Podany fragment

------------------------

Do redakcji next.gazeta.pl zgłosił się pan Leszek z Krakowa, który opisał swoje doświadczenia związane z zapisem na szczepienia przeciwko COVID-19. Od 15 stycznia zgłaszać na szczepienia mogą się najstarsi seniorzy - którzy ukończyli co najmniej 80 lat. Co ważne zgłoszenia mogą dokonywać w ich imieniu członkowie rodzin, służy do tego dedykowana infolinia.
- Za słuchawkę chwyciłem z samego rana, sądząc, że zgłoszenia ruszają jak cała służba zdrowia około siódmej. Dopiero potem zorientowałem się, że system został włączony już w nocy - szkoda, że wcześniej nie zostało to jasno ogłoszone - stwierdził nasz rozmówca.
- Najpierw usłyszałem, że jestem ponad 30 w kolejce i sugestię, żeby skorzystać ze strony online, lecz po krótkiej chwili zgłosił się konsultant. Wtedy okazało się, że 25 marca szczepienia nie są już nigdzie możliwe - dodał.
Panu Leszkowi udało się zarejestrować ojca na 26 marca - w bardziej odległym punkcie. - Konsultant w ogóle nie widział w systemie punktów, które sobie wybrałem z rządowej strony - zwrócił uwagę czytelnik Gazeta.pl.

------------------------

(Wyodrębnione wpisy danych)
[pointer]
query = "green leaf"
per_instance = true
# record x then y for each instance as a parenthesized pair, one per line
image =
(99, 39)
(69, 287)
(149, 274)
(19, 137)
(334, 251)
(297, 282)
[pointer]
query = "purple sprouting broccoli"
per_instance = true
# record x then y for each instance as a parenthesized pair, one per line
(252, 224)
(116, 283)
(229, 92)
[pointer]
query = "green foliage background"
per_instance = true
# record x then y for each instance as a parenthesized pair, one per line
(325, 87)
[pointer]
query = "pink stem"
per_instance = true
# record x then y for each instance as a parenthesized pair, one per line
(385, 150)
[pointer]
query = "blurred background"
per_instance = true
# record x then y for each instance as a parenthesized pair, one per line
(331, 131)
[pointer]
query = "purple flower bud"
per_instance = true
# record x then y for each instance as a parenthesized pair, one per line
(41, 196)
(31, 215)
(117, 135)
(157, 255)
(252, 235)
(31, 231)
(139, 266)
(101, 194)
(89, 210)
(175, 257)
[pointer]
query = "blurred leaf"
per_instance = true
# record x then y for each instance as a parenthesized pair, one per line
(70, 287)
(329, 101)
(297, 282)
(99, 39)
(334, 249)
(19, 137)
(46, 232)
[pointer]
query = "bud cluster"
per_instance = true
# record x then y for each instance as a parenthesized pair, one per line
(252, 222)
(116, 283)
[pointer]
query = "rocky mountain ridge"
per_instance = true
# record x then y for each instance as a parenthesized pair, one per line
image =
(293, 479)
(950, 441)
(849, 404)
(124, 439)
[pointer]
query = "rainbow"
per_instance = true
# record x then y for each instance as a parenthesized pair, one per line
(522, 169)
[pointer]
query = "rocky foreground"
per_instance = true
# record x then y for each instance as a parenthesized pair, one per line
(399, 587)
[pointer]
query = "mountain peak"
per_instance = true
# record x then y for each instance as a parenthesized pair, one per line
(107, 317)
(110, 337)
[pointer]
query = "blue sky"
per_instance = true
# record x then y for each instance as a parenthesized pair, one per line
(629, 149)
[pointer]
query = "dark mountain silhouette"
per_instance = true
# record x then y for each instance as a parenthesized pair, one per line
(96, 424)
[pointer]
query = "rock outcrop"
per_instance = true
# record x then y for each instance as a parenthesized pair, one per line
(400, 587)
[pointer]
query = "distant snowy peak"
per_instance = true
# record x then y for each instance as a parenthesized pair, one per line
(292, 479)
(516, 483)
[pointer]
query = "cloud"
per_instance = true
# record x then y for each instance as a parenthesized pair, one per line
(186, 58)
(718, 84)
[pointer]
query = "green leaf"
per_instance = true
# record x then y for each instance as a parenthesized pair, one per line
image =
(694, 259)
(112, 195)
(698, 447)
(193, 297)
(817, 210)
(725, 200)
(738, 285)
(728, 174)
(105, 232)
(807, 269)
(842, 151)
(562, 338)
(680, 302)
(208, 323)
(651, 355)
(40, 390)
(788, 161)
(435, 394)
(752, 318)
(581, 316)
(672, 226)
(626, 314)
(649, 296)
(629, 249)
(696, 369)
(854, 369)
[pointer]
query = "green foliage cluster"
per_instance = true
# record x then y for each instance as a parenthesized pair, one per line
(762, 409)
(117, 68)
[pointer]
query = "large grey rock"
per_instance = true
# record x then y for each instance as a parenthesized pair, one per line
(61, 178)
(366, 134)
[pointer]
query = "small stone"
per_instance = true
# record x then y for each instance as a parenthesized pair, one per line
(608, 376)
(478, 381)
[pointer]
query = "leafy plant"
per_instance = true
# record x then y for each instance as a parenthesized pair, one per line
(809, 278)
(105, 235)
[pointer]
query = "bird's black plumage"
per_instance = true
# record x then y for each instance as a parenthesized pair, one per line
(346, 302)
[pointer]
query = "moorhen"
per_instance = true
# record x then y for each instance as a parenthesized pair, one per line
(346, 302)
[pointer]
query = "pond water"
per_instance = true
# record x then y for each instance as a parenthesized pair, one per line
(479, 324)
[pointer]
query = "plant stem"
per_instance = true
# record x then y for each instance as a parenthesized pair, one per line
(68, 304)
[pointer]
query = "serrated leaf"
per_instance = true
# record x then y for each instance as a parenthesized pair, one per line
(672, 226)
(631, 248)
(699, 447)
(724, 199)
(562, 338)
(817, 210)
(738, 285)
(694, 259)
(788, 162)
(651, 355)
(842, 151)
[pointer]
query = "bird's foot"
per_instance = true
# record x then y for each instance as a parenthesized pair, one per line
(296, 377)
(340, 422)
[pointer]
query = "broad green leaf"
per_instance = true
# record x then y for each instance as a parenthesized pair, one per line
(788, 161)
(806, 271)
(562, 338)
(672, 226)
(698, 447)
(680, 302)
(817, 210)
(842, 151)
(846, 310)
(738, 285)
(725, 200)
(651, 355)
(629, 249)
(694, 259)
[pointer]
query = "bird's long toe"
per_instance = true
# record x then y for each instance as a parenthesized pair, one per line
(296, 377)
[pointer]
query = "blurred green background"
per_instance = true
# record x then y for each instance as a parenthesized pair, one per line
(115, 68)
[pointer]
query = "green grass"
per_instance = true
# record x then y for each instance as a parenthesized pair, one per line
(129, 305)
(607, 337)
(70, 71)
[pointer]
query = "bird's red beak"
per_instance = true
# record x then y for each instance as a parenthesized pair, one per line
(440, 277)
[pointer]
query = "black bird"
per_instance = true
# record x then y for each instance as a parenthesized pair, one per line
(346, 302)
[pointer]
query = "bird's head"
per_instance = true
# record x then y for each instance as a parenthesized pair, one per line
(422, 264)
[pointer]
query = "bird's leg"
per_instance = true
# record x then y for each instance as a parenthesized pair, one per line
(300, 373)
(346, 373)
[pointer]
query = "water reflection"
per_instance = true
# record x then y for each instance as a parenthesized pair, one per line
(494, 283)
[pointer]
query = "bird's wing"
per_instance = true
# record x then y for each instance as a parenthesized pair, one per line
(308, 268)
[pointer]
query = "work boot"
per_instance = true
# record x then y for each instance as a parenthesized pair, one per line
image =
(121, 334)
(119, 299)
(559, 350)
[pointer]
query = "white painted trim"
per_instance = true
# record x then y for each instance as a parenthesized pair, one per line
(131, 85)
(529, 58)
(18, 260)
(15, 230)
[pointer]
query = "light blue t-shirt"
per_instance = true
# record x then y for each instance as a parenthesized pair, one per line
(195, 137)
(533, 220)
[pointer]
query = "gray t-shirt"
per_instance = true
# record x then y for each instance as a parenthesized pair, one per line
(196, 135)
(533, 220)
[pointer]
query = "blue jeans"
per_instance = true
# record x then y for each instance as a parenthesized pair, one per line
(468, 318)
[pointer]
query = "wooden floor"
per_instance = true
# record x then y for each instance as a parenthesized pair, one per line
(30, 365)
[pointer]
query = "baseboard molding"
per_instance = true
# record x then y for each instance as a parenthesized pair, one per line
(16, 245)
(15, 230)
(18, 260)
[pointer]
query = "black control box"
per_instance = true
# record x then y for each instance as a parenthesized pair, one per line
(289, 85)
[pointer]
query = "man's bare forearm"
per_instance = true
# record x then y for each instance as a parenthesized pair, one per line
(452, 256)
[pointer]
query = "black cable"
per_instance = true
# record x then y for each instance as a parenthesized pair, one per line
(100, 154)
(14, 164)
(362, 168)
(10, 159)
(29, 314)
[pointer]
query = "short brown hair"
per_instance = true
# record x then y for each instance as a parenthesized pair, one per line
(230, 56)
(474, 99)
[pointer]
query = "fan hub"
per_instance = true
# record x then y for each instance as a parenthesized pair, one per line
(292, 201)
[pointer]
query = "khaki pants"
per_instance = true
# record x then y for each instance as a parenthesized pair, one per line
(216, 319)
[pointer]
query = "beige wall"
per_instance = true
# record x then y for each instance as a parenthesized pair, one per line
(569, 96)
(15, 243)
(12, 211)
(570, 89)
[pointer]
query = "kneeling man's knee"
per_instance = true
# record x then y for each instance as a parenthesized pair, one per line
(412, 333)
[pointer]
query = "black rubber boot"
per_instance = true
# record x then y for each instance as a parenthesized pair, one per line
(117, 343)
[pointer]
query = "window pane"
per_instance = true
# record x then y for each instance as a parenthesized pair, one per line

------------------------

Zadanie do wykonania
Przepisz dosłownie cały tekst o zapisach seniorów na szczepienia przeciwko COVID-19. Powyższe wiersze nie mają tu żadnego zastosowania.

Wynik zadania
Do redakcji next.gazeta.pl zgłosił się pan Leszek z Krakowa, który opisał swoje doświadczenia związane z zapisem na szczepienia przeciwko COVID-19. Od 15 stycznia zgłaszać na szczepienia mogą się najstarsi seniorzy - którzy ukończyli co najmniej 80 lat. Co ważne zgłoszenia mogą dokonywać w ich imieniu członkowie rodzin, służy do tego dedykowana infolinia.
- Za słuchawkę chwyciłem z samego rana, sądząc, że zgłoszenia ruszają jak cała służba zdrowia około siódmej. Dopiero potem zorientowałem się, że system został włączony już w nocy - szkoda, że wcześniej nie zostało to jasno ogłoszone - stwierdził nasz rozmówca.
- Najpierw usłyszałem, że jestem ponad 30 w kolejce i sugestię, żeby skorzystać ze strony online, lecz po krótkiej chwili zgłosił się konsultant. Wtedy okazało się, że 25 marca szczepienia nie są już nigdzie możliwe - dodał.
Panu Leszkowi udało się zarejestrować ojca na 26 marca - w bardziej odległym punkcie. - Konsultant w ogóle nie widział w systemie punktów, które sobie wybrałem z rządowej strony - zwrócił uwagę czytelnik Gazeta.pl.